┌──

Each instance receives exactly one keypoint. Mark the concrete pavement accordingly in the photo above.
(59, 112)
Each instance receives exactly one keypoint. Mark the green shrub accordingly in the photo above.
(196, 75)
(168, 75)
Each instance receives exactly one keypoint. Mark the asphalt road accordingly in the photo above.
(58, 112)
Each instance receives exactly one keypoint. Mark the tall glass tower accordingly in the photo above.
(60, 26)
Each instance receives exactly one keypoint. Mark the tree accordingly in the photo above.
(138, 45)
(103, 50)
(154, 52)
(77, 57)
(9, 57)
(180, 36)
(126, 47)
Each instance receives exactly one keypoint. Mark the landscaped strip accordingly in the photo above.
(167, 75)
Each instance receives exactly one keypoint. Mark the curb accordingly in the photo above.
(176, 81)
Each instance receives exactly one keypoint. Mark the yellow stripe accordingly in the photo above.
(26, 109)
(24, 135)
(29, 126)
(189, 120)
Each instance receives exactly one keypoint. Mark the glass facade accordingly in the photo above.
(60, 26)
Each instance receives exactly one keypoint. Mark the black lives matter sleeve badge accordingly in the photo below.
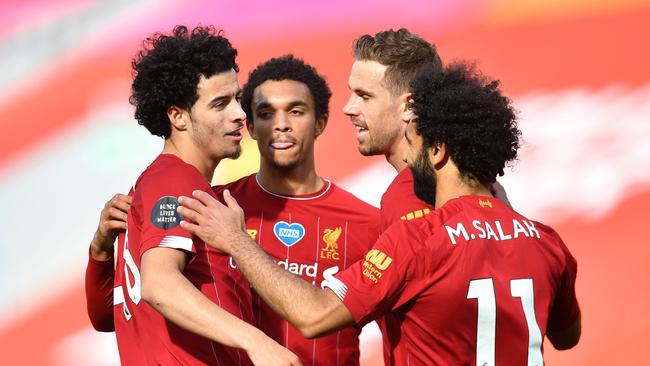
(164, 214)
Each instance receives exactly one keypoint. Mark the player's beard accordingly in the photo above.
(424, 179)
(205, 139)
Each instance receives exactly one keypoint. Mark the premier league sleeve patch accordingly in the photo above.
(164, 214)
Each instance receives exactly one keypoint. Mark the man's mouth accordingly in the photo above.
(283, 143)
(235, 135)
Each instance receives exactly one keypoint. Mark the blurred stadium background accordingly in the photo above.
(578, 72)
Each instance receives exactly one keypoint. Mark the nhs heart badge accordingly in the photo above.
(288, 234)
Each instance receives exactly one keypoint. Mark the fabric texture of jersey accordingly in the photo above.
(472, 266)
(144, 336)
(399, 202)
(313, 236)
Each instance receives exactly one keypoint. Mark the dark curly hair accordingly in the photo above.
(287, 67)
(467, 112)
(167, 70)
(403, 52)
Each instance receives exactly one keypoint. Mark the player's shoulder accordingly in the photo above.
(169, 169)
(238, 185)
(168, 175)
(401, 184)
(350, 200)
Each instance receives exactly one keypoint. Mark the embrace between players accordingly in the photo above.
(233, 274)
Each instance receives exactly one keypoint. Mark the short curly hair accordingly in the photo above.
(288, 67)
(167, 70)
(466, 111)
(402, 52)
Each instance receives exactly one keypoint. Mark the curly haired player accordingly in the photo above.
(177, 302)
(473, 282)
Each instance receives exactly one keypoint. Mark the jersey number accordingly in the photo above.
(483, 291)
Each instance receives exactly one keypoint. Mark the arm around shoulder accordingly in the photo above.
(568, 338)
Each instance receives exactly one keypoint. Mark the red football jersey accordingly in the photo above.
(144, 336)
(472, 283)
(399, 202)
(313, 236)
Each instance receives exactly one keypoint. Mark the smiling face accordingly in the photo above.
(216, 117)
(284, 123)
(373, 110)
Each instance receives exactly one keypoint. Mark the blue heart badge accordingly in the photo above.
(288, 234)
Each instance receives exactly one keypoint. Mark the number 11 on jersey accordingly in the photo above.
(483, 291)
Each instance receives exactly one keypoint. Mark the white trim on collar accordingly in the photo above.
(327, 182)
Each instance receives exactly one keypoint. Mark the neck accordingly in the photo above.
(448, 188)
(191, 155)
(395, 156)
(290, 182)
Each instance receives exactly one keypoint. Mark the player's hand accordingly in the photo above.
(112, 221)
(215, 223)
(265, 351)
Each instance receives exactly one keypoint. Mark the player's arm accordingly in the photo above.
(100, 271)
(312, 310)
(568, 338)
(168, 291)
(564, 323)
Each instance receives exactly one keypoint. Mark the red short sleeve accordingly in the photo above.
(399, 202)
(380, 282)
(565, 309)
(158, 194)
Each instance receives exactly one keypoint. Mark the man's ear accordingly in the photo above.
(321, 123)
(178, 117)
(405, 107)
(438, 155)
(250, 126)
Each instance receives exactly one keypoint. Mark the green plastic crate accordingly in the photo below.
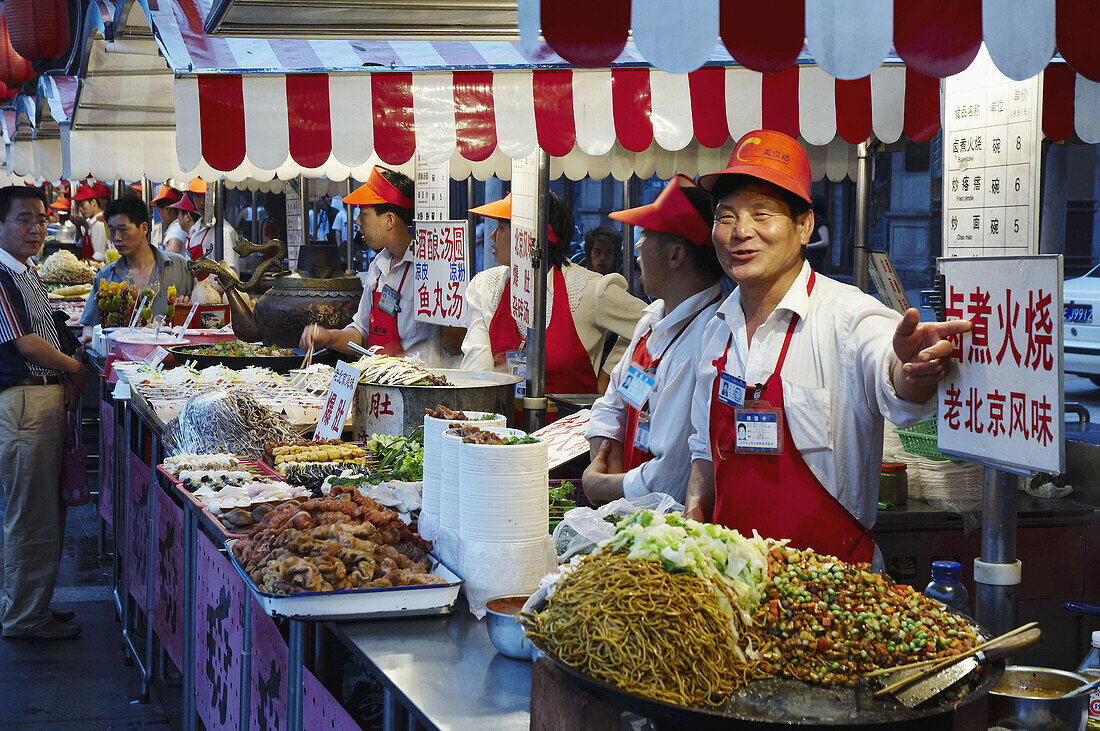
(921, 440)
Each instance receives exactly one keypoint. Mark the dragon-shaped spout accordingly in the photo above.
(243, 318)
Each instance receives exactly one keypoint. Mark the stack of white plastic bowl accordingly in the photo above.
(433, 465)
(504, 544)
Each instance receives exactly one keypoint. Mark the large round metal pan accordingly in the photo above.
(783, 702)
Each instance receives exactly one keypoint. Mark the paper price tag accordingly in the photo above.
(156, 356)
(337, 401)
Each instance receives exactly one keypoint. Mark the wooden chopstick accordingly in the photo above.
(886, 671)
(954, 658)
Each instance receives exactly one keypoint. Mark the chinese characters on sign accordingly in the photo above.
(525, 218)
(442, 270)
(337, 402)
(1001, 403)
(432, 190)
(991, 148)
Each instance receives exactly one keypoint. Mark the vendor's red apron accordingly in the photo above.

└──

Present the stretch of the material from the line containing "Each instance receives exactly one keypoint. Mark the red short" through the end of the material as a numbered list. Skip blank lines and leave the pictures out.

1. Each instance receives exactly one keypoint. Mark the red short sleeve accordingly in the photo above.
2. (399, 202)
3. (380, 282)
4. (565, 309)
5. (158, 194)
6. Each instance receives exactly one keypoint. Mark the man's ear accordingly in the photo above.
7. (321, 123)
8. (178, 117)
9. (405, 107)
10. (438, 155)
11. (250, 126)
12. Each instance receives exactly one keypoint. Mark the green plastic crate accordingly in the photo below.
13. (921, 440)
14. Each instance receives exactly one keypoint. Mark the dragon-shaped spout accordingly in the photo above.
15. (243, 318)
16. Each instance receives exactly one keypoint. Mark the stack of white plastic bowl accordingly in the photo above.
17. (433, 465)
18. (504, 544)
19. Each instance receives exactly one keypoint. Mark the large round metal pan accordingly in the photo above.
20. (783, 702)
21. Each instance receives exactly one keypoint. Mark the paper price tag accordingly in the photo above.
22. (156, 356)
23. (337, 401)
24. Each instance receives exactly one keypoint. Mark the wooden chopstick accordingly in the photo above.
25. (886, 671)
26. (954, 658)
27. Each instance receives exactly one keypoint. Mark the chinese characters on sign accordingly in the photo above.
28. (525, 218)
29. (442, 270)
30. (337, 402)
31. (1001, 403)
32. (432, 190)
33. (991, 148)
34. Each instance receives exactly one keypoint. Mark the vendor's red apron accordingly in the photo above.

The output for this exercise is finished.